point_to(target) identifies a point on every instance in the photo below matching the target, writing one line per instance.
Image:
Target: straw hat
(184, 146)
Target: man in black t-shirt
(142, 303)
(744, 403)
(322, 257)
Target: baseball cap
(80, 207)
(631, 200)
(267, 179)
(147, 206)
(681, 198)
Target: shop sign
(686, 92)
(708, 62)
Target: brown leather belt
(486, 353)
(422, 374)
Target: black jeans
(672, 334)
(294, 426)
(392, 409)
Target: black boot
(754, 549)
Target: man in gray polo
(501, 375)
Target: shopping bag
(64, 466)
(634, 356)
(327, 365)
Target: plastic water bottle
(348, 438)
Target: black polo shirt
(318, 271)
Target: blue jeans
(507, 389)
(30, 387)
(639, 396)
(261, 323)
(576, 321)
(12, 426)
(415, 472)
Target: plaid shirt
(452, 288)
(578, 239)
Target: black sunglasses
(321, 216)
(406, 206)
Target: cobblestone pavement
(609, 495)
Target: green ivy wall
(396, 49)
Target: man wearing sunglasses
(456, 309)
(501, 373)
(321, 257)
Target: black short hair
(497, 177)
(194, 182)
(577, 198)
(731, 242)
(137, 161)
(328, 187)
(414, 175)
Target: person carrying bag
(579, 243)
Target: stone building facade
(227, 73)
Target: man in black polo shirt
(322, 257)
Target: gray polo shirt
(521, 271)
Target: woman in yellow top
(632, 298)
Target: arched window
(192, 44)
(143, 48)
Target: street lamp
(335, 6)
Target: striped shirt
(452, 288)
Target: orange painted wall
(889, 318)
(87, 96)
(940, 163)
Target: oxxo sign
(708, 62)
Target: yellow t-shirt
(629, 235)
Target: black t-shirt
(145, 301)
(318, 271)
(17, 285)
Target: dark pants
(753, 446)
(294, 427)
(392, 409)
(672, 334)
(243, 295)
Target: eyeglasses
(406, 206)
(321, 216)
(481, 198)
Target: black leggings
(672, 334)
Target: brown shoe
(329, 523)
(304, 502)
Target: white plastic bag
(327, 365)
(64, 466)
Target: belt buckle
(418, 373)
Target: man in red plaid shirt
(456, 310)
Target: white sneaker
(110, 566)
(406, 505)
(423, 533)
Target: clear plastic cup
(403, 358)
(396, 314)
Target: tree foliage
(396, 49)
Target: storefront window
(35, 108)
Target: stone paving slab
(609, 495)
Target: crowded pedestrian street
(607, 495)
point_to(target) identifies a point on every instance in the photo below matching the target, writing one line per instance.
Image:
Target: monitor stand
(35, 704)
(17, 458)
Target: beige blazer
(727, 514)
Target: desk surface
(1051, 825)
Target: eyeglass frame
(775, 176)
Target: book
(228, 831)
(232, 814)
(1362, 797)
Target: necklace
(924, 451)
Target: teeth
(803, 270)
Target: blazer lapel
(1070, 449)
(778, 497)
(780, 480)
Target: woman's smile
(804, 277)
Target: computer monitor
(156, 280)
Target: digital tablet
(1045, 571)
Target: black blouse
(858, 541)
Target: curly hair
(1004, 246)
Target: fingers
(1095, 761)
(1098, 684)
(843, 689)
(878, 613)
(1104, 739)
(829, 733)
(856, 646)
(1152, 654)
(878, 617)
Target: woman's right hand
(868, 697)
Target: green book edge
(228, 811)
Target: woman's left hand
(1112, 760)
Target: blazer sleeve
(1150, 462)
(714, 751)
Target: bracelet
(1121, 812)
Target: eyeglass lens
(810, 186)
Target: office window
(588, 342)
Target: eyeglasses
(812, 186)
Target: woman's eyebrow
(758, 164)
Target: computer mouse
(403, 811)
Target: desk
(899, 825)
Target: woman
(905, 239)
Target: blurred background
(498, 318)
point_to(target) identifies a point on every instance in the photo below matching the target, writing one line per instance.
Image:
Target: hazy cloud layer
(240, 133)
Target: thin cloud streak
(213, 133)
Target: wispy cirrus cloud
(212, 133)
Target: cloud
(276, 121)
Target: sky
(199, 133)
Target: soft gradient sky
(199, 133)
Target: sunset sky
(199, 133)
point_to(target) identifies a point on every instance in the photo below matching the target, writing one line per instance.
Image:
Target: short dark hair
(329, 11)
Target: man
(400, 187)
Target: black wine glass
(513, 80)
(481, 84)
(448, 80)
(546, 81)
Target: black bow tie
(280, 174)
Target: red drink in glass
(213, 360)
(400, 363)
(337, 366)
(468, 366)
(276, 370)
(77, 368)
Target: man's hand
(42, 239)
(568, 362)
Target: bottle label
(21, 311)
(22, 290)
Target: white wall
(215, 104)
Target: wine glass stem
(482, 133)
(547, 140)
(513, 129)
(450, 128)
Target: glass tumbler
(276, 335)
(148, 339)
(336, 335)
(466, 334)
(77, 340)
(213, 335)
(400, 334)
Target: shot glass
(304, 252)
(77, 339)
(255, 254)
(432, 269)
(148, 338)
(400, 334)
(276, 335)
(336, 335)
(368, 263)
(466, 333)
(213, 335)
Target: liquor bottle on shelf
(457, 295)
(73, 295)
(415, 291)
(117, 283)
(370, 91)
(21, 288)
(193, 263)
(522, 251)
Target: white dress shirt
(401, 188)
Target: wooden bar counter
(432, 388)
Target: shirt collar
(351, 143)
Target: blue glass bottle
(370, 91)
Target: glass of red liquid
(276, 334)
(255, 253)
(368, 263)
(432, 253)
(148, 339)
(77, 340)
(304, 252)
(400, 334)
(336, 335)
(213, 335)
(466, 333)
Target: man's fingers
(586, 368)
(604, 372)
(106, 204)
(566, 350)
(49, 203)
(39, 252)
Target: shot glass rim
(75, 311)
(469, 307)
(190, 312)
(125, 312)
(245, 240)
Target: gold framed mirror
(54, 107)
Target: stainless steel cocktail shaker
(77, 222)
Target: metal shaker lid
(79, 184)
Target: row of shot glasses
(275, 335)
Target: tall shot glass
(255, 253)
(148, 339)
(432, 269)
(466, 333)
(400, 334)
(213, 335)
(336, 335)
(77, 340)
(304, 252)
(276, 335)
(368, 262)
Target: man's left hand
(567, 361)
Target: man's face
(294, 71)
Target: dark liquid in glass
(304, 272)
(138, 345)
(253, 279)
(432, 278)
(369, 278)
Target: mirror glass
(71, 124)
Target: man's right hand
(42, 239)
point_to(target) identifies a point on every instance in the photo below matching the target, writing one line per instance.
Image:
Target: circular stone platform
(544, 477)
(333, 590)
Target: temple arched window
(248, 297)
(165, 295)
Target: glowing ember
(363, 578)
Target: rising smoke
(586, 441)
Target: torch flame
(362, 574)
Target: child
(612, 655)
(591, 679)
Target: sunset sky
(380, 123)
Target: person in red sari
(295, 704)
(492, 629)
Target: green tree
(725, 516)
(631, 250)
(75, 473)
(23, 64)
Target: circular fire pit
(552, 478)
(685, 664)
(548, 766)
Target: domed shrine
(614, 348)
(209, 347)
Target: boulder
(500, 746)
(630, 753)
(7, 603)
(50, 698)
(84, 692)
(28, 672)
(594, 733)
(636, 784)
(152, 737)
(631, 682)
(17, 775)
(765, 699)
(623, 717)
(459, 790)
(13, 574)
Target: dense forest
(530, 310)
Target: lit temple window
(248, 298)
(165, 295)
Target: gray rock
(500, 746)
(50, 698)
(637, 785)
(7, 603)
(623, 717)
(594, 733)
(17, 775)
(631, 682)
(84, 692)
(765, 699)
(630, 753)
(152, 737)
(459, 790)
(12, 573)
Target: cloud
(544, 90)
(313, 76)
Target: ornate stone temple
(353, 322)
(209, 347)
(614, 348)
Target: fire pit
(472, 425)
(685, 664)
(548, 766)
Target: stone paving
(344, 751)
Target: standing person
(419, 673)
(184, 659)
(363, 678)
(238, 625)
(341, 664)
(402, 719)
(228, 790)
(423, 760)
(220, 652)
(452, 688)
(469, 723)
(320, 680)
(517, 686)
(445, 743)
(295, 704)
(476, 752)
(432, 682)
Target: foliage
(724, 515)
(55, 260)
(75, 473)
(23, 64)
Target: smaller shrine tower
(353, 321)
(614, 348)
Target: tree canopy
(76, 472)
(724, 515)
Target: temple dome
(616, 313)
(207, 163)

### [Set exercise]
Using the material above, reproduce exactly the line that contains "Target: temple arched window" and all lines after it through the last one, and only those.

### [Solution to this task]
Target: temple arched window
(248, 297)
(165, 295)
Target: glowing ember
(363, 578)
Target: rising smoke
(586, 441)
Target: torch flame
(362, 574)
Target: child
(612, 655)
(591, 679)
Target: sunset sky
(380, 123)
Target: person in red sari
(295, 704)
(492, 629)
Target: green tree
(725, 516)
(631, 250)
(75, 473)
(23, 64)
Target: circular fire pit
(552, 478)
(685, 664)
(548, 766)
Target: domed shrine
(614, 348)
(209, 347)
Target: boulder
(500, 746)
(630, 753)
(7, 603)
(50, 698)
(84, 692)
(28, 672)
(594, 733)
(636, 784)
(152, 737)
(631, 682)
(17, 775)
(765, 699)
(623, 717)
(459, 790)
(13, 574)
Target: dense forest
(530, 310)
Target: lit temple window
(248, 298)
(165, 295)
Target: gray rock
(500, 746)
(50, 698)
(637, 785)
(7, 603)
(623, 717)
(594, 733)
(17, 775)
(631, 682)
(84, 692)
(765, 699)
(630, 753)
(152, 737)
(459, 790)
(12, 573)
Target: cloud
(544, 90)
(313, 76)
Target: ornate stone temple
(353, 322)
(209, 347)
(614, 348)
Target: fire pit
(472, 425)
(685, 664)
(548, 766)
Target: stone paving
(344, 751)
Target: standing person
(419, 673)
(184, 659)
(363, 678)
(238, 625)
(341, 664)
(402, 719)
(228, 790)
(423, 760)
(220, 652)
(452, 688)
(469, 723)
(320, 680)
(517, 686)
(445, 743)
(295, 704)
(476, 752)
(432, 682)
Target: foliage
(724, 515)
(55, 260)
(75, 473)
(23, 64)
Target: smaller shrine tower
(353, 321)
(614, 348)
Target: tree canopy
(76, 472)
(724, 515)
Target: temple dome
(616, 313)
(207, 163)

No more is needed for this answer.